In 1901 her father died. She was now the only child and he left £117,000. In 1906 after many years of interest she joined the militant Women's Social and Political Union which was led by Emmeline Pankhurst, but it was a speech by Annie Kenney that inspired her. Moreover, she has the distinction of being their first benefactor of their newly founded WSPU campaign fund. Annie Kenney went round to see her after the event to thank her for the twenty pounds she had sent them towards their expenses.

She spoke on their behalf and attended protest meetings. The 1908 WSPU procession was said to be mainly funded by Mordan and when the protesters reached Hyde Park they listened to speeches including one by Mordan. She also had the honour of unveiling a banner designed by Sylvia Pankhurst at the event, given by Emmeline Pethick-Lawrence, which featured two eagles holding a shield bearing the motto "Hope is strong! Awake! Arise!" Mordon funded a variety of other projects from a WSPU Art exhibition at the Prince's Skating Club in 1909 to $200 set aside for a "return to militancy" in 1912.

Mordan was invited to Eagle House in Batheaston on 27 April 1910 to plant a holly tree. Eagle House was where Mary Blathwayt's family entertained visitors at their "Suffragette's Rest". Many notable supporters were invited to the house. Emily Blathwayt and her family invited leading suffragettes and their supporters to plant trees and shrubs in "Annie's Arboretum" to commemorate their achievements and her husband recorded these in photographs. The arboretum was named after Annie Kenney and she had a room at Eagle House.

- **Tasks and exercises**:
A: Quote the passage about Mordan and the WSPU word for word, from "Mordan was invited" up to and including "at Eagle House.".
B: Answer these questions from the passage about Mordan and the WSPU:
(i) In what year did her father die?
(ii) Whose speech inspired her to join the WSPU?
(iii) On what date was Mordan invited to Eagle House to plant a holly tree?
C: Carry on the passage about Mordan and the WSPU from its last sentence.

- **Record excerpts**:
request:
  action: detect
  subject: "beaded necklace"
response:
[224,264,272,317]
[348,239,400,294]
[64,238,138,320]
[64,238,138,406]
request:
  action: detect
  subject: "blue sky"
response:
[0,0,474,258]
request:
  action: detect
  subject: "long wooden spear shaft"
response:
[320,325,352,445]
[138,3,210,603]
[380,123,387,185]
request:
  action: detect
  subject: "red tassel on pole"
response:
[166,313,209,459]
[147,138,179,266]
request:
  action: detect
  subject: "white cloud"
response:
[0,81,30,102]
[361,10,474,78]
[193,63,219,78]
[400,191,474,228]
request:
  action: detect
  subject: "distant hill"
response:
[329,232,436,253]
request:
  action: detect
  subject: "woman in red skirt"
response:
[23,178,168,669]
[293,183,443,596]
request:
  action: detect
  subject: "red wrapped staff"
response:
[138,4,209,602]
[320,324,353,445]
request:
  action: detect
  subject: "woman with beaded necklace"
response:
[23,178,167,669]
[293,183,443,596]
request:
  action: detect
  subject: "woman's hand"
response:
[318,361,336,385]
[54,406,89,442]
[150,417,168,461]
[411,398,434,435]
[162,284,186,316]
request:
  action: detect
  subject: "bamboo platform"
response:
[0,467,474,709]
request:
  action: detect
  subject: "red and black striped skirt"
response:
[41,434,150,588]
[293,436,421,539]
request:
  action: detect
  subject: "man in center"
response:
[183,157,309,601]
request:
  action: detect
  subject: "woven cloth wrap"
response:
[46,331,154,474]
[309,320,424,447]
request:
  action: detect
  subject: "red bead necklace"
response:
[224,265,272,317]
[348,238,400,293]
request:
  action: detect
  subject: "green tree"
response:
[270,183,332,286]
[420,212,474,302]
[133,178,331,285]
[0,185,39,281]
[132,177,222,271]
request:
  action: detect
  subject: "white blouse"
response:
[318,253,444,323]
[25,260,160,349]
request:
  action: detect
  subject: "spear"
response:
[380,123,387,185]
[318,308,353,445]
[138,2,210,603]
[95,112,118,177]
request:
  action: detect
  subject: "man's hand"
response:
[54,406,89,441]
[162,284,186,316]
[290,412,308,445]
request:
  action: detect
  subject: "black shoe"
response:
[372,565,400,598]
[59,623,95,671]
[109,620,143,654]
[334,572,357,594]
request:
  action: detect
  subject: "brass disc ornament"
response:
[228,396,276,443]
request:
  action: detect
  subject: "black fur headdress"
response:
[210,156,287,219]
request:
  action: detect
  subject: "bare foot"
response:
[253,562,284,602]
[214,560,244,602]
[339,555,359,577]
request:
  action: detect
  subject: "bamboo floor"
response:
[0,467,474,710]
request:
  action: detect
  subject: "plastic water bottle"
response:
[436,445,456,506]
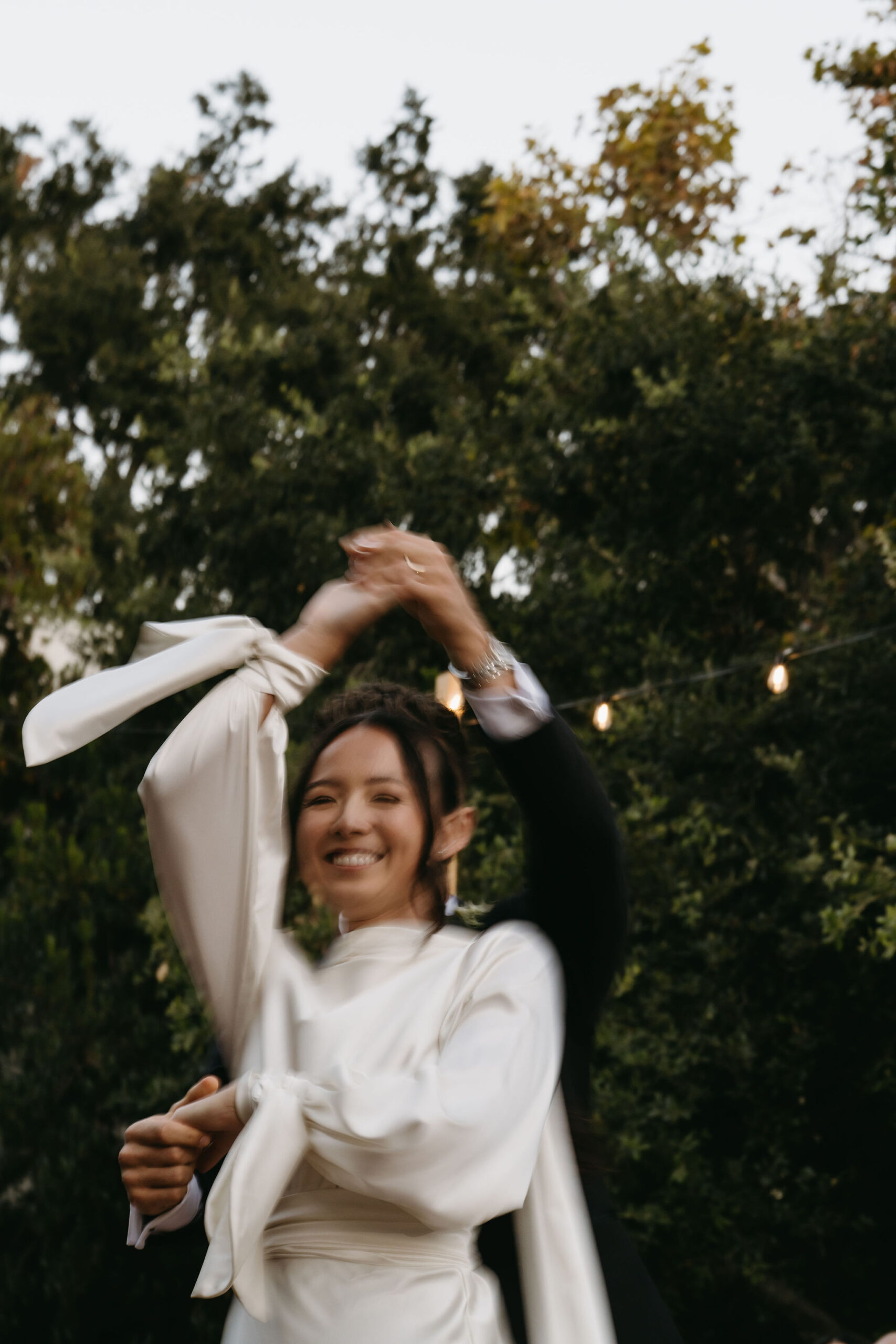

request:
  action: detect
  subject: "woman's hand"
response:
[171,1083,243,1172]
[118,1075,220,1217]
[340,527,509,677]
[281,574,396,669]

--

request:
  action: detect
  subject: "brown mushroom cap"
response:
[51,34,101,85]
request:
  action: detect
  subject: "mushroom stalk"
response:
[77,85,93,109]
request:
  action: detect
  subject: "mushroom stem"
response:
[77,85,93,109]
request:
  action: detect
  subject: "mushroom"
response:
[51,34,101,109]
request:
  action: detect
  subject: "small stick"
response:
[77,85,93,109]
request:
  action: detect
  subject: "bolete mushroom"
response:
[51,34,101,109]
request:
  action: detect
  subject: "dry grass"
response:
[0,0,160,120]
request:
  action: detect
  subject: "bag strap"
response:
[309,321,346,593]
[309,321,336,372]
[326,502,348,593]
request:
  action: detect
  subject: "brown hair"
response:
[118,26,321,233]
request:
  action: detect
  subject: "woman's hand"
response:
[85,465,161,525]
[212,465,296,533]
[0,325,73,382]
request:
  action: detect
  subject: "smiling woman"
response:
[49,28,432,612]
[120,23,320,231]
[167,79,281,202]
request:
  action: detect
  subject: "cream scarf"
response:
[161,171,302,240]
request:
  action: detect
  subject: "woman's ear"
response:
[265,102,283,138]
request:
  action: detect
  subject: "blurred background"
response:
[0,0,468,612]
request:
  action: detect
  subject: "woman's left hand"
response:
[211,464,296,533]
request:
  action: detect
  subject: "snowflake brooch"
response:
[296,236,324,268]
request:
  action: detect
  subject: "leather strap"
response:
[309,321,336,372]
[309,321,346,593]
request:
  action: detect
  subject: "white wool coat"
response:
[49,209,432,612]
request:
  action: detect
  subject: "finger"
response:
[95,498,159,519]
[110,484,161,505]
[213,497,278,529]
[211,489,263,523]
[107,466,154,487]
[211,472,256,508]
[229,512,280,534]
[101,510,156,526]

- **Task results**:
A:
Mordan was invited to Eagle House in Batheaston on 27 April 1910 to plant a holly tree. Eagle House was where Mary Blathwayt's family entertained visitors at their "Suffragette's Rest". Many notable supporters were invited to the house. Emily Blathwayt and her family invited leading suffragettes and their supporters to plant trees and shrubs in "Annie's Arboretum" to commemorate their achievements and her husband recorded these in photographs. The arboretum was named after Annie Kenney and she had a room at Eagle House.

B:
(i) 1901
(ii) Annie Kenney's
(iii) 27 April 1910

C:
Morden knew that she would die of tuberculosis and this meant that her militant acts were performed by proxy. She commented in a letter published by the newspaper Votes for Women that "I have impressed upon my doctor that she really must keep me alive till I can have a reasonable prospect of feeling that my last bed will be a coffin some woman has earned her living by making."

==St Hugh's College==
Morden first visited St Hugh's College in 1897. With Mordan's backing, St Hugh's bought a house called "The Mount" from University College and began to move to their new permanent site in 1913. The house was demolished to make way for the Main Building of the college which was funded by Mordan. She also gave £1000 to endow a scholarship.

She was given regular updates by St Hughs staff after she became ill, and in reply she had said that the college was one of her proudest achievements. St Hugh's College named their new library Mordan Hall in recognition of her contributions to the college.

== Death ==
Mordan left most of her wealth to her partner Mary Gray Allen who had shared her life. When Allen died in Bexhill-on-Sea in 1915, she left a large bequest to St Hugh's college.